### Document extract
◇ ◇ ◇ ◇

Or, if you have ports-mgmt/portmaster installed, all in one go with `# portmaster -g www/apache22`.

You can find the packages in /usr/ports/packages (most of the directory structure contains symlinks to the files in All). Just copy them over and use pkg_add(1). If you don't have a lot of space you can also redirect it by setting the *PKGDIR* variable.


----------



## spellfork (Jan 15, 2010)

Thank you a million times

I'm trying it as I write this reply. This was exactly the help I needed. :e


----------



## spellfork (Jan 15, 2010)

one more little question...

if I need to rebuild the packages set using other options, do I just type the make config-recursive command again?


----------



## SirDice (Jan 15, 2010)

spellfork said:
			
		

> if I need to rebuild the packages set using other options, do I just type the make config-recursive command again?

◇ ◇ ◇ ◇

### Provided information
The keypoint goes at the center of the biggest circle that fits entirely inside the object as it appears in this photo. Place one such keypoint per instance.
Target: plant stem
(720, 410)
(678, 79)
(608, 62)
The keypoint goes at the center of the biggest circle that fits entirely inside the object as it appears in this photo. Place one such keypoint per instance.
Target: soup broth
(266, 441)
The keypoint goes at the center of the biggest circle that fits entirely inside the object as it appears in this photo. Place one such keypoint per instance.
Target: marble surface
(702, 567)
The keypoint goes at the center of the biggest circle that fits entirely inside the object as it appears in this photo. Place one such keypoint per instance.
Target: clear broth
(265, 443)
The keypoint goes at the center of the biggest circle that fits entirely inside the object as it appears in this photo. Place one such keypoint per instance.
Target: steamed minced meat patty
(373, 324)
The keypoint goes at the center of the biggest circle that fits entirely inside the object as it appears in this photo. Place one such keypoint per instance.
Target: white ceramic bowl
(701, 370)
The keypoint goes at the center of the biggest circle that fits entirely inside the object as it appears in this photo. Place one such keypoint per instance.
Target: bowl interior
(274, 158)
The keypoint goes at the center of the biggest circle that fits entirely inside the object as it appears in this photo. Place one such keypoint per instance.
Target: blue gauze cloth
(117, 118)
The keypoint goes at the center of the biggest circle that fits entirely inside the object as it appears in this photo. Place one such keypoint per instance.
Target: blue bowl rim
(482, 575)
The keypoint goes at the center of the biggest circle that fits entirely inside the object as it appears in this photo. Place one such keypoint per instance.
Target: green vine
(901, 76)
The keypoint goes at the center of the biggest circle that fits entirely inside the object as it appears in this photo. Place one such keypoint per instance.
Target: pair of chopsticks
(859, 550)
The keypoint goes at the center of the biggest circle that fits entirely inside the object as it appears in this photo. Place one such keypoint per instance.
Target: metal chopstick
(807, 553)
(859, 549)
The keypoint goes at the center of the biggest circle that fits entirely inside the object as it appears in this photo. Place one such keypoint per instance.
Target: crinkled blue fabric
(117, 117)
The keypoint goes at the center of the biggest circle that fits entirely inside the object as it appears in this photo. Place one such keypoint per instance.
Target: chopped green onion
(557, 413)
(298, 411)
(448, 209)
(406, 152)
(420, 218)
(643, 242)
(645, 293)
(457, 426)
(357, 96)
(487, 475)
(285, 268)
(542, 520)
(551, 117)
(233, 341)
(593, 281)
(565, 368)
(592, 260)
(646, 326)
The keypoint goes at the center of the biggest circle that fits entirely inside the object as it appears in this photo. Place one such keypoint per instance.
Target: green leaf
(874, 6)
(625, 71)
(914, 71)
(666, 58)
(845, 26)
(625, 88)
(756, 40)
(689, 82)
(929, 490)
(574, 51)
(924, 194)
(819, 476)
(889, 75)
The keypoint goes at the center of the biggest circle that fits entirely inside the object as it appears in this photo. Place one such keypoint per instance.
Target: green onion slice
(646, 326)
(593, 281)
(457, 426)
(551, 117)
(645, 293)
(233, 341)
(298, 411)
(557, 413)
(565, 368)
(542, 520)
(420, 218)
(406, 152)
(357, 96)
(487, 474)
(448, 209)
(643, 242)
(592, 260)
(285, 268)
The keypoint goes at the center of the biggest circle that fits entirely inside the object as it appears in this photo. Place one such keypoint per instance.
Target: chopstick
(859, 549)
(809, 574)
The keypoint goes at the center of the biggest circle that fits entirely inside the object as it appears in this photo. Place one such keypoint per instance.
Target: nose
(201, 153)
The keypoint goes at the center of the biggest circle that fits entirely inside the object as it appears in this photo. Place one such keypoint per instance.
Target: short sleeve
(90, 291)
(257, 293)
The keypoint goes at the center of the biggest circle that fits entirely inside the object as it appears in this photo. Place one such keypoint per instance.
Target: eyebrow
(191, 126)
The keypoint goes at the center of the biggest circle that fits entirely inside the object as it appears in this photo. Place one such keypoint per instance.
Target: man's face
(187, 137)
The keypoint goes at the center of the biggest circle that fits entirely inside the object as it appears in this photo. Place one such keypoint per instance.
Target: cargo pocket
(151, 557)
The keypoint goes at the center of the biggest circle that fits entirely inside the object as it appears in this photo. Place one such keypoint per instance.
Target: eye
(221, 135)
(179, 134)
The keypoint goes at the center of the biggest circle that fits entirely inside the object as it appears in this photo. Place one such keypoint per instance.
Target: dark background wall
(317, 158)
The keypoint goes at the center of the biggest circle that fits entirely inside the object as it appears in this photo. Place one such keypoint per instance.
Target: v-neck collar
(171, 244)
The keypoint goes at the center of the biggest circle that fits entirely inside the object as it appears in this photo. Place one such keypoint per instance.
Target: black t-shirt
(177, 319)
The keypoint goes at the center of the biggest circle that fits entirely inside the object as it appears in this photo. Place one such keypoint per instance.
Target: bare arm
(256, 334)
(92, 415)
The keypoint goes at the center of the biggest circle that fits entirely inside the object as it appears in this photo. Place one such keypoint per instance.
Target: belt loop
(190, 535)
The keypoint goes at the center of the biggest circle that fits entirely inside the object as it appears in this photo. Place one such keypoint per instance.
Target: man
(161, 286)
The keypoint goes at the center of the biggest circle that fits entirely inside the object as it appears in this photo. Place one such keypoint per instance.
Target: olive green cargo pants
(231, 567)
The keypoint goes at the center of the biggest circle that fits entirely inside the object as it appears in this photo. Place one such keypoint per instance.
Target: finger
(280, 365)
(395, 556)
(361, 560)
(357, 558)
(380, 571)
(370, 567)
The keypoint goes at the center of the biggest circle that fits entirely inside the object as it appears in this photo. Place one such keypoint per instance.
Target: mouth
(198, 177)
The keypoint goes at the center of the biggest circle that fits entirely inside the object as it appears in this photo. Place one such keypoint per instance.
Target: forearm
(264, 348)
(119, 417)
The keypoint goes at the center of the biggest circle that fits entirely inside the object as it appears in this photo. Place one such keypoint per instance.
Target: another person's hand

◇ ◇ ◇ ◇

### Short exercise 1
Render this sentence from the packages thread in Spanish: "You can find the packages in /usr/ports/packages (most of the directory structure contains symlinks to the files in All)."
### Short exercise 2
Reproduce verbatim the portion of the packages thread from "You can find" up to and including "the *PKGDIR* variable.".
### Short exercise 3
Write the next part of the packages thread, picking up right after its final sentence.
The lines placed after the packages thread are not needed for any of this work.

### Output 1
Puedes encontrar los paquetes en /usr/ports/packages (la mayor parte de la estructura de directorios contiene enlaces simbólicos a los archivos de All).

### Output 2
You can find the packages in /usr/ports/packages (most of the directory structure contains symlinks to the files in All). Just copy them over and use pkg_add(1). If you don't have a lot of space you can also redirect it by setting the *PKGDIR* variable.

### Output 3
Once the options are set they are stored in /var/db/ports/. Any [cmd=]make install[/cmd] will use them. You can easily remove them by either deleting the files or running `# make rmconfig` in the port's directory. You can use *rmconfig-recursive* to also remove the options for the port's dependencies.


----------



## spellfork (Jan 15, 2010)

thanks again... now I will try to experiment with the package creation


----------



## spellfork (Jan 15, 2010)

Hi It's me again...

Well I thoroughly went through the config process, but now when I type make package-recursive I get the console stating "mencoder-0.99.11_4 may not be packaged" ...because of the restricted dependencies.

I was so close thanks to your help SirDice, is there really no way around this? ...I mean a way that doesn't require years of extensive FreeBSD studying.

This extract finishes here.